What you are asked to do ::
Copy the rows below exactly as they appear, from the line containing "of the door" through the last row, both ends included.

Entries from a dataset ::
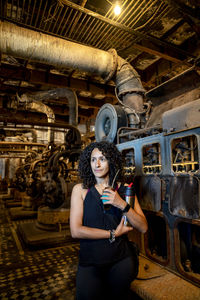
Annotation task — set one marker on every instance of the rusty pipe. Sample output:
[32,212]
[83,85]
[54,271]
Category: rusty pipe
[66,93]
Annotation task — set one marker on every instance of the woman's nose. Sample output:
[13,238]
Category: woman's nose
[98,163]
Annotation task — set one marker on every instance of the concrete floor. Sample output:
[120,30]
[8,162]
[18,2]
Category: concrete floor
[29,272]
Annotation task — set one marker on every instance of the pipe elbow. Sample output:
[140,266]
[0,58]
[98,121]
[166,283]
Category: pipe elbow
[129,86]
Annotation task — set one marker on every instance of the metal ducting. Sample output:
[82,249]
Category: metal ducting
[64,93]
[35,46]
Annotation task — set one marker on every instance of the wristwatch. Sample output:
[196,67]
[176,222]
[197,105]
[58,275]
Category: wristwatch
[112,236]
[126,208]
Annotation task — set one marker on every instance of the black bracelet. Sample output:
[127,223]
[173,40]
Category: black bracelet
[126,208]
[112,236]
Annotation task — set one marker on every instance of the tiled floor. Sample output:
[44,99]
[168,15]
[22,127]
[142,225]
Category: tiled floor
[34,273]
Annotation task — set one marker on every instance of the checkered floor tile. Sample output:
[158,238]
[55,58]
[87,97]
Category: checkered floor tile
[34,274]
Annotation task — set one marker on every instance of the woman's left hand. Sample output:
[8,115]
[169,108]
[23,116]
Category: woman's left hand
[110,196]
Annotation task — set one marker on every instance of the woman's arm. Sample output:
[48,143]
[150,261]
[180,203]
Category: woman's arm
[135,215]
[76,219]
[137,218]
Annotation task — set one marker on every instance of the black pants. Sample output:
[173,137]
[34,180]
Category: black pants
[111,282]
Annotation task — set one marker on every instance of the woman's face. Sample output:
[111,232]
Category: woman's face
[99,164]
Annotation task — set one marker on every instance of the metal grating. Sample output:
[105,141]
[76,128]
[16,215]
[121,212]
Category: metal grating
[76,23]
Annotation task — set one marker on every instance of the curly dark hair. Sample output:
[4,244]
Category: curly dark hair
[111,153]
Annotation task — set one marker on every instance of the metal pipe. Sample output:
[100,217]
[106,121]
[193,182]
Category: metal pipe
[65,93]
[35,46]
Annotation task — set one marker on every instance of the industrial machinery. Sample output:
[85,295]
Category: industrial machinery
[162,158]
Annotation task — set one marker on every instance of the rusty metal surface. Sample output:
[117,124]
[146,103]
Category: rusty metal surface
[156,283]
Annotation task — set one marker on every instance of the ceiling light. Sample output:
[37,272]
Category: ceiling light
[117,9]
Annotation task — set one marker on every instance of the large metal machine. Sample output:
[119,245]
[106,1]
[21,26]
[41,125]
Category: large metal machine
[162,157]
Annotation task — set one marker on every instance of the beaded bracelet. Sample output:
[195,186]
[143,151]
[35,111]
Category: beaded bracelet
[112,236]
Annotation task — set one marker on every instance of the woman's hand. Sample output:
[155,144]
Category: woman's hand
[110,196]
[122,229]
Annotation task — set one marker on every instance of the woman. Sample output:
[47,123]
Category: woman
[106,264]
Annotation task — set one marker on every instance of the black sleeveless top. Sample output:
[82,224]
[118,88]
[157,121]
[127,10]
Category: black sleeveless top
[101,251]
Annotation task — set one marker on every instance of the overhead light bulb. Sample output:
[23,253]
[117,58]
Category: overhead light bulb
[117,9]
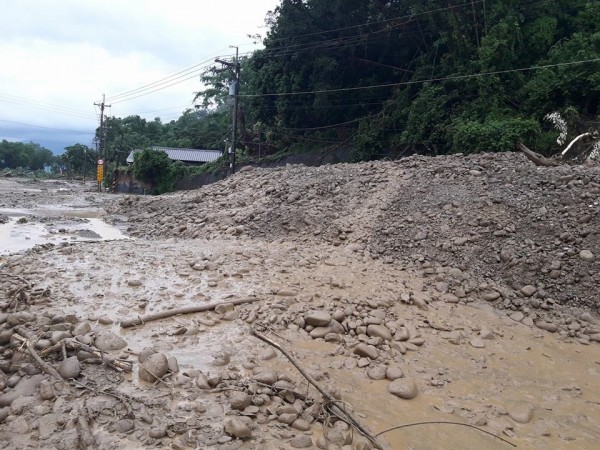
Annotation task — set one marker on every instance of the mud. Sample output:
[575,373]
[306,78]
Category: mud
[474,361]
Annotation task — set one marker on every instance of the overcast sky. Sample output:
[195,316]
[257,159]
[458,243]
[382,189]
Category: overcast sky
[59,56]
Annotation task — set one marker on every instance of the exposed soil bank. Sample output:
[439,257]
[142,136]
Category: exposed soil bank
[418,291]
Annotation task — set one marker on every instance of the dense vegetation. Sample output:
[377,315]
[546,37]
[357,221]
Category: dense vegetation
[386,78]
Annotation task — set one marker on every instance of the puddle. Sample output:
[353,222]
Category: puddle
[23,229]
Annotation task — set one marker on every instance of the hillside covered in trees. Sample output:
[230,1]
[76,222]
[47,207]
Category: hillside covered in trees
[388,78]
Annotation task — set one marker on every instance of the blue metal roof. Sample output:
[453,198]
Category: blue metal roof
[184,154]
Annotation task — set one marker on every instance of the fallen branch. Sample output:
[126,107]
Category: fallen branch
[443,422]
[326,395]
[87,439]
[140,320]
[72,344]
[110,360]
[18,277]
[26,341]
[564,152]
[536,158]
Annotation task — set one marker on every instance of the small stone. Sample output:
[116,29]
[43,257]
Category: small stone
[266,377]
[154,367]
[239,400]
[393,373]
[107,341]
[450,298]
[586,255]
[301,425]
[366,350]
[124,425]
[69,368]
[404,388]
[491,296]
[301,441]
[521,413]
[477,342]
[158,432]
[528,290]
[551,327]
[333,327]
[379,331]
[237,428]
[82,328]
[287,418]
[318,318]
[376,373]
[46,390]
[105,320]
[269,353]
[517,316]
[486,334]
[202,381]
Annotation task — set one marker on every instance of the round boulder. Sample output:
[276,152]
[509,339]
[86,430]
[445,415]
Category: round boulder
[403,388]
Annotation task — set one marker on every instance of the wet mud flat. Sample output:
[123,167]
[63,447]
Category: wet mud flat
[386,340]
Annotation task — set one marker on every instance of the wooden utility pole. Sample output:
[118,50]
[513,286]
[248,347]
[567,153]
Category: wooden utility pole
[101,143]
[234,91]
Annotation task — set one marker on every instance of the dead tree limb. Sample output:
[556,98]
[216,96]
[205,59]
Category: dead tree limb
[18,277]
[87,439]
[536,158]
[340,410]
[29,346]
[564,152]
[444,422]
[186,310]
[110,360]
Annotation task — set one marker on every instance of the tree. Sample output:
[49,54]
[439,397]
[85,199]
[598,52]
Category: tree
[80,159]
[155,168]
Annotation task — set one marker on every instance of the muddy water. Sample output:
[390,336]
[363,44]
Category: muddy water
[28,228]
[457,383]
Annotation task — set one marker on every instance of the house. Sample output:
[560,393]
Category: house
[186,155]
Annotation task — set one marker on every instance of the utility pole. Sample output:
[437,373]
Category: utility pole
[102,142]
[234,91]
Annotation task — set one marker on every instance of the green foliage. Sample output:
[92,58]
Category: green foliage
[78,159]
[493,135]
[155,168]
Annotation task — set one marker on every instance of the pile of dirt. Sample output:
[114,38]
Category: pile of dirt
[524,237]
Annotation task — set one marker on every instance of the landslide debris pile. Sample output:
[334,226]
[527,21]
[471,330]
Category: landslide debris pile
[523,236]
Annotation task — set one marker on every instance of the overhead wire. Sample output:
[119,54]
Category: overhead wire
[24,102]
[46,128]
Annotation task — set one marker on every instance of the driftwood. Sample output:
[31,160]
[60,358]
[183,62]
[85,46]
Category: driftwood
[444,422]
[337,408]
[27,342]
[110,360]
[87,438]
[72,344]
[536,158]
[140,320]
[564,152]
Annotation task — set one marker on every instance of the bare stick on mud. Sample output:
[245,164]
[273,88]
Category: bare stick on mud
[326,395]
[186,310]
[536,158]
[29,346]
[87,439]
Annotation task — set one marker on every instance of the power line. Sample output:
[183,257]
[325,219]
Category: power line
[430,80]
[5,98]
[46,128]
[165,80]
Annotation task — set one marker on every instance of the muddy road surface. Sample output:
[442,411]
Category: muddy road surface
[442,302]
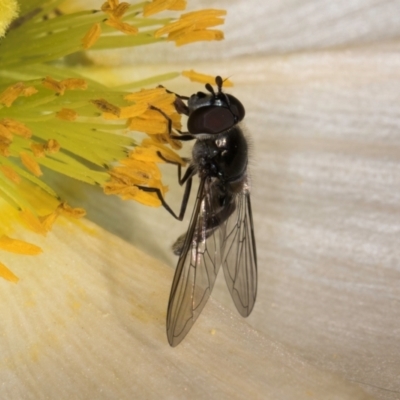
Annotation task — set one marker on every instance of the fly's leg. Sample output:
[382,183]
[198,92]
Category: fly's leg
[191,170]
[187,178]
[183,136]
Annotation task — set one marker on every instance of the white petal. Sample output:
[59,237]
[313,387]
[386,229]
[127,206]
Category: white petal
[87,320]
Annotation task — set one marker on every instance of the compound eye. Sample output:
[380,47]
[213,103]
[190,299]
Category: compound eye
[236,107]
[210,119]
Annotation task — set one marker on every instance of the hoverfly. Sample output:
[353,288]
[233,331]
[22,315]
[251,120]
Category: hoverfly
[221,228]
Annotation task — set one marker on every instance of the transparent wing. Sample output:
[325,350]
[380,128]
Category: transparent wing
[239,259]
[197,267]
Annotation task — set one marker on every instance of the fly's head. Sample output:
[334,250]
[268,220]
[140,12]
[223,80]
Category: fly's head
[214,112]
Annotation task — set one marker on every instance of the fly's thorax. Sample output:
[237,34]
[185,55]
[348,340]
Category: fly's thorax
[223,156]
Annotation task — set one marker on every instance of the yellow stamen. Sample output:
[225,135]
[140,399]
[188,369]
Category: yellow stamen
[4,148]
[10,174]
[109,5]
[16,127]
[148,150]
[67,114]
[150,122]
[74,83]
[198,36]
[6,274]
[203,78]
[68,211]
[33,222]
[37,149]
[52,146]
[29,91]
[18,246]
[193,21]
[106,107]
[5,133]
[157,6]
[48,221]
[92,36]
[30,164]
[10,94]
[122,26]
[120,10]
[53,84]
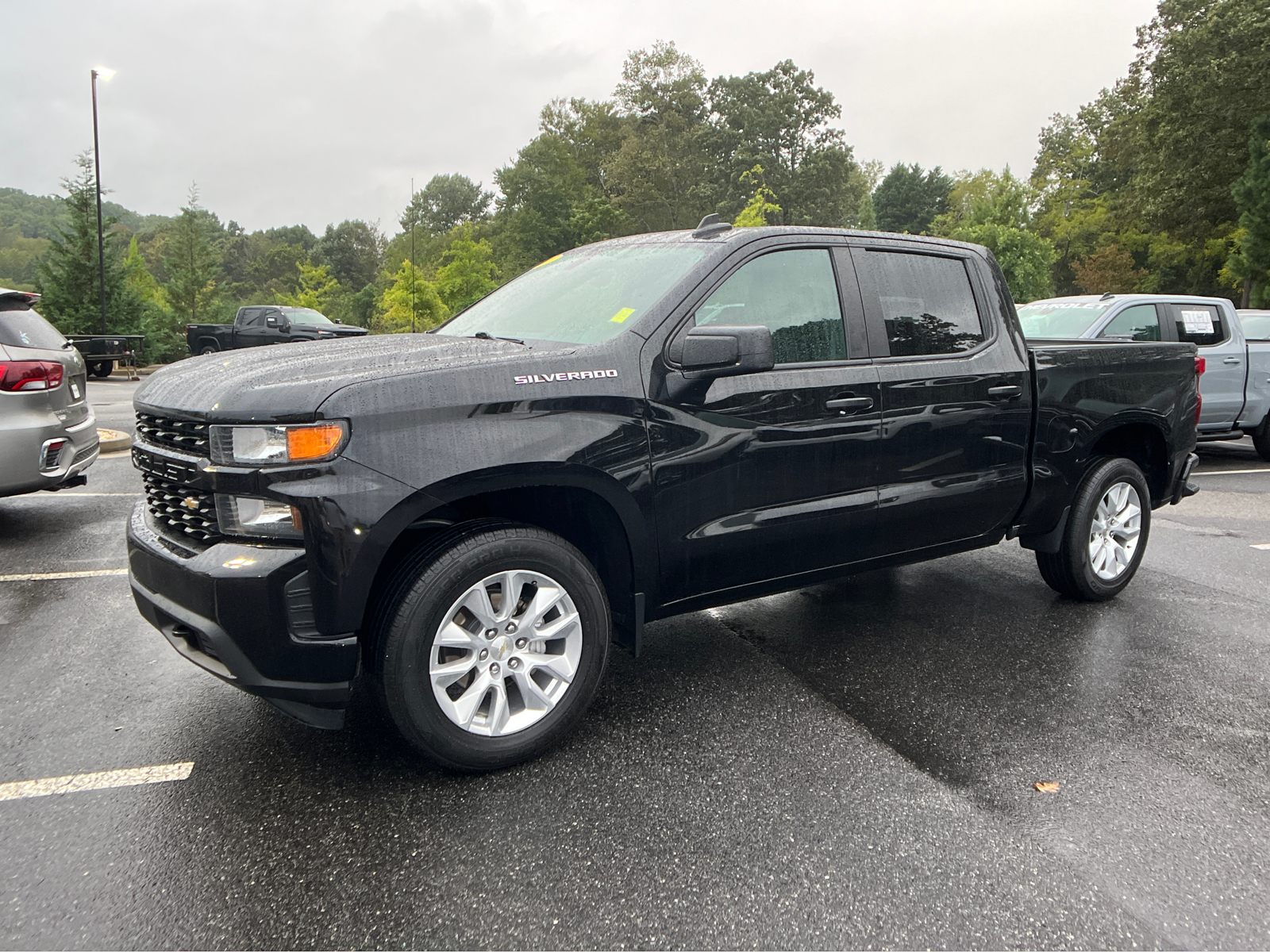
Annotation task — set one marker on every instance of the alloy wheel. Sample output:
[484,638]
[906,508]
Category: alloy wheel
[1114,531]
[506,653]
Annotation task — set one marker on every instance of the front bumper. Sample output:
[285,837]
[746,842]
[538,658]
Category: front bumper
[238,611]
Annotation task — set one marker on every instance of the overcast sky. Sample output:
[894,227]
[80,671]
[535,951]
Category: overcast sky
[315,112]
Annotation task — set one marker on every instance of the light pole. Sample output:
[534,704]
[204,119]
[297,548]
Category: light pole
[97,168]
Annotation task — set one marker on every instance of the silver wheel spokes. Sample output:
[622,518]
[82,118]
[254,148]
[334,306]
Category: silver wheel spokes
[1115,531]
[506,653]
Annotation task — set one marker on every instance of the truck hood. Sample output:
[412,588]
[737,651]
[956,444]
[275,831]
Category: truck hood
[289,382]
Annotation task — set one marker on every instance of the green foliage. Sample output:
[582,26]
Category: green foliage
[1202,67]
[1251,192]
[908,200]
[353,251]
[317,289]
[467,273]
[192,262]
[444,203]
[410,304]
[762,206]
[1026,257]
[19,257]
[995,209]
[67,276]
[779,120]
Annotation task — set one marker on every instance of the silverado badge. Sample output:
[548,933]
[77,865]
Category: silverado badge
[563,378]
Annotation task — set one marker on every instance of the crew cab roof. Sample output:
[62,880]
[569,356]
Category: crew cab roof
[25,298]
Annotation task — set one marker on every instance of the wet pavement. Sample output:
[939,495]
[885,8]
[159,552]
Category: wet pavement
[850,765]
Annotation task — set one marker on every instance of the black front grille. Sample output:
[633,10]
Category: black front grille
[187,512]
[186,436]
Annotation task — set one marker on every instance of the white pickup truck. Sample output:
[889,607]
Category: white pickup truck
[1236,382]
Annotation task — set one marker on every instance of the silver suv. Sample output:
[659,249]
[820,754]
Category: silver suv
[48,428]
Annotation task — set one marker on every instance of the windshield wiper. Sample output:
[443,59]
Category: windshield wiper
[483,336]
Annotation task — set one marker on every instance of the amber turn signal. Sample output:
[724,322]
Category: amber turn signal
[313,442]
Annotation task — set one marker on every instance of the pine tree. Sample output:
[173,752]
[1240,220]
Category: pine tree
[67,277]
[1251,192]
[192,263]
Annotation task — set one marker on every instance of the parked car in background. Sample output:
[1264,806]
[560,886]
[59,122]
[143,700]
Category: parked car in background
[257,325]
[1236,382]
[48,428]
[103,351]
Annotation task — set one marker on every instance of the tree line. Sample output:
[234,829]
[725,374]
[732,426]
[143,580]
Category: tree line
[1162,183]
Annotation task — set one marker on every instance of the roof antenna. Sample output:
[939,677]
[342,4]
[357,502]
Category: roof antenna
[711,226]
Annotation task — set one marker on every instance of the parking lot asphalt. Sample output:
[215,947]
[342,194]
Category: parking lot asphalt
[845,766]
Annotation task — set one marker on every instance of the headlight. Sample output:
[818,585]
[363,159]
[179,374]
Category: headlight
[247,516]
[270,446]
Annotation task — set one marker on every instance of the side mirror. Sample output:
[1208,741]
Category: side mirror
[715,351]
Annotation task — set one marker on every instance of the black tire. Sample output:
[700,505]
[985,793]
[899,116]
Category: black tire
[1261,441]
[1071,571]
[410,615]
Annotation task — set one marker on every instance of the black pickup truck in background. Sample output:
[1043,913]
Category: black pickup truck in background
[267,324]
[464,520]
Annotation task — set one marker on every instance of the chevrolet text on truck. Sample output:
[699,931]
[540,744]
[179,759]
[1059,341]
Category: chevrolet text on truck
[463,520]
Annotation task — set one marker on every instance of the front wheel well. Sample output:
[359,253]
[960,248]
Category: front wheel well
[579,516]
[1143,444]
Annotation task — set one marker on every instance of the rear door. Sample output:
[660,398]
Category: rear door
[956,399]
[772,474]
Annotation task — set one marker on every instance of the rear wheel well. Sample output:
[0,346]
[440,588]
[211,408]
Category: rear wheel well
[1142,443]
[578,516]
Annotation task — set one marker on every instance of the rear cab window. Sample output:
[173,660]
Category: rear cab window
[1199,324]
[918,304]
[1136,323]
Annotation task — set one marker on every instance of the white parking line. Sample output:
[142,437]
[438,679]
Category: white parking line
[75,782]
[54,577]
[67,495]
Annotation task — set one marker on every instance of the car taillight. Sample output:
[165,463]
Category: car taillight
[1200,366]
[31,374]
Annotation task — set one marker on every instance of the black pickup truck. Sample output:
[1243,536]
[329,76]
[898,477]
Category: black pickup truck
[267,324]
[464,520]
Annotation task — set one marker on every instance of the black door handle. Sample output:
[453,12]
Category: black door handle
[850,404]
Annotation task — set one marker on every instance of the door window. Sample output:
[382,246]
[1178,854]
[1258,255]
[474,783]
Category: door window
[1199,324]
[924,302]
[1140,323]
[795,295]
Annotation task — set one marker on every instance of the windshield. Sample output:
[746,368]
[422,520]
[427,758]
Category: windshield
[582,298]
[25,328]
[305,315]
[1060,319]
[1257,327]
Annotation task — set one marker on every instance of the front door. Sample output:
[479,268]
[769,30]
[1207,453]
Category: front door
[772,474]
[956,399]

Task answer ::
Annotation task — set one marker on every instance of the door window. Sample output:
[382,246]
[1178,854]
[1258,255]
[474,783]
Category: door window
[1199,324]
[924,302]
[1140,323]
[795,295]
Annotation task — set one marker on every instance of the windshield. Sample output:
[746,368]
[422,520]
[427,758]
Category: windshield
[582,298]
[25,328]
[305,315]
[1060,319]
[1257,327]
Annotation task — set one marker on every instance of the front door. Sample output:
[479,268]
[769,30]
[1207,453]
Category: front door
[772,474]
[956,399]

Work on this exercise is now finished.